--- RANGKAIAN TUGAS ---
**A)** Jawablah pertanyaan berikut berdasarkan berita tentang penyidikan korupsi PT ENM.
(i) Siapa nama Kepala Kejaksaan Negeri Kota Bandung?
(ii) Di jalan apa kantor PT Energi Negeri Mandiri berada?
(iii) Dengan perusahaan apa PT Energi Negeri Mandiri bekerja sama pada kurun 2022 hingga 2023?
**B)** Tuliskan lanjutan berita tentang penyidikan korupsi PT ENM, dimulai sesudah kalimat terakhir yang ditampilkan.

--- TEKS PILIHAN ---
News

Penyidikan Korupsi PT ENM, Jejak Dana Hilang dalam Skema Subkontrak Ilegal

Radar Bandung - 17/04/2025, 00:53 WIB
DS
Diwan Sapta
Tim Redaksi
Konferensi pers Kejari Kota Bandung usai melakukan penggeledahan di Kantor PT ENM dan kediaman mantan Dirut PT MUJ, Senin (14/4) malam, Jl. Jakarta, Kota Bandung. (Foto. Diwan Sapta Nurmawan/Radar Bandung)

RADARBANDUNG.ID, KOTA BANDUNG – Kejaksaan Negeri Kota Bandung bergerak cepat dengan melakukan penyidikan intensif terhadap dugaan korupsi dalam proses penyediaan barang dan jasa. Dua lokasi menjadi titik penggeledahan penting, kantor PT Energi Negeri Mandiri (ENM) di Jalan Jakarta, Kota Bandung, serta kediaman mantan Direktur Utama PT Migas Utama Jabar (MUJ), berinisial BT, yang beralamat di Tatar Kumala Sinta, Kota Baru Parahyangan, Bandung Barat, Senin (14/4/2025). Langkah ini merupakan bagian dari rangkaian penyelidikan terhadap indikasi kerugian negara yang cukup besar dalam transaksi antarperusahaan yang melibatkan dana publik.

Kepala Kejaksaan Negeri (Kejari) Kota Bandung, Irfan Wibowo dalam keterangannya menjelaskan tindakan penggeledahan tersebut dilakukan berdasarkan Surat Perintah Penggeledahan nomor: PRINT-1322/M.2.10/Fd.2/04/2025 serta Surat Perintah Penyidikan nomor: 1321/M.2.10/Fd.1/04/2025. Seluruh proses dilaksanakan secara resmi dan sah sebagai bagian dari penyidikan atas dugaan tindak pidana korupsi yang berkaitan dengan kerja sama antara PT Energi Negeri Mandiri (anak perusahaan dari BUMD PT Migas Utama Jabar) dengan PT Serba Dinamik Indonesia (SDI) yang berlangsung dalam kurun waktu 2022 hingga 2023.

--- BAHAN TERKUMPUL ---
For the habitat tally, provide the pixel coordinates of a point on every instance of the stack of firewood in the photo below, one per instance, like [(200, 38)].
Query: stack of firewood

--- JAWABAN LATIHAN ---
**A)**
(i) Irfan Wibowo.
(ii) Jalan Jakarta, Kota Bandung.
(iii) PT Serba Dinamik Indonesia (SDI).

**B)**
Menurut Irfan Wibowo, penggeledahan yang dimulai selepas salat Zuhur dan baru rampung usai Magrib ini berlangsung tanpa hambatan. Dari hasilnya, tim penyidik berhasil mengamankan total 98 item barang bukti berupa dokumen penting. Rinciannya, sebanyak 56 dokumen ditemukan di kantor PT ENM, sementara sisanya, sebanyak 42 dokumen, disita dari rumah mantan pejabat PT MUJ.

“Beberapa di antara barang sitaan tersebut bahkan mencakup benda-benda bernilai seperti uang asing dan kartu ATM bank dari dua institusi perbankan ternama, Mandiri dan BCA, termasuk rekening dalam denominasi mata uang asing,” jelas Irfan Wibowo.

Lebih lanjut, Irfan menjelaskan asal mula perkara ini. Dugaan korupsi bermula dari pengelolaan dana participating interest (PI) sebesar 10 persen yang dikelola oleh PT MUJ. Dana ini kemudian dialirkan untuk mendanai kegiatan anak perusahaan mereka, yaitu PT ENM. Dalam pelaksanaannya, PT ENM kemudian menjalin kemitraan dalam bentuk subkontrak dengan PT SDI untuk penyediaan barang dan jasa.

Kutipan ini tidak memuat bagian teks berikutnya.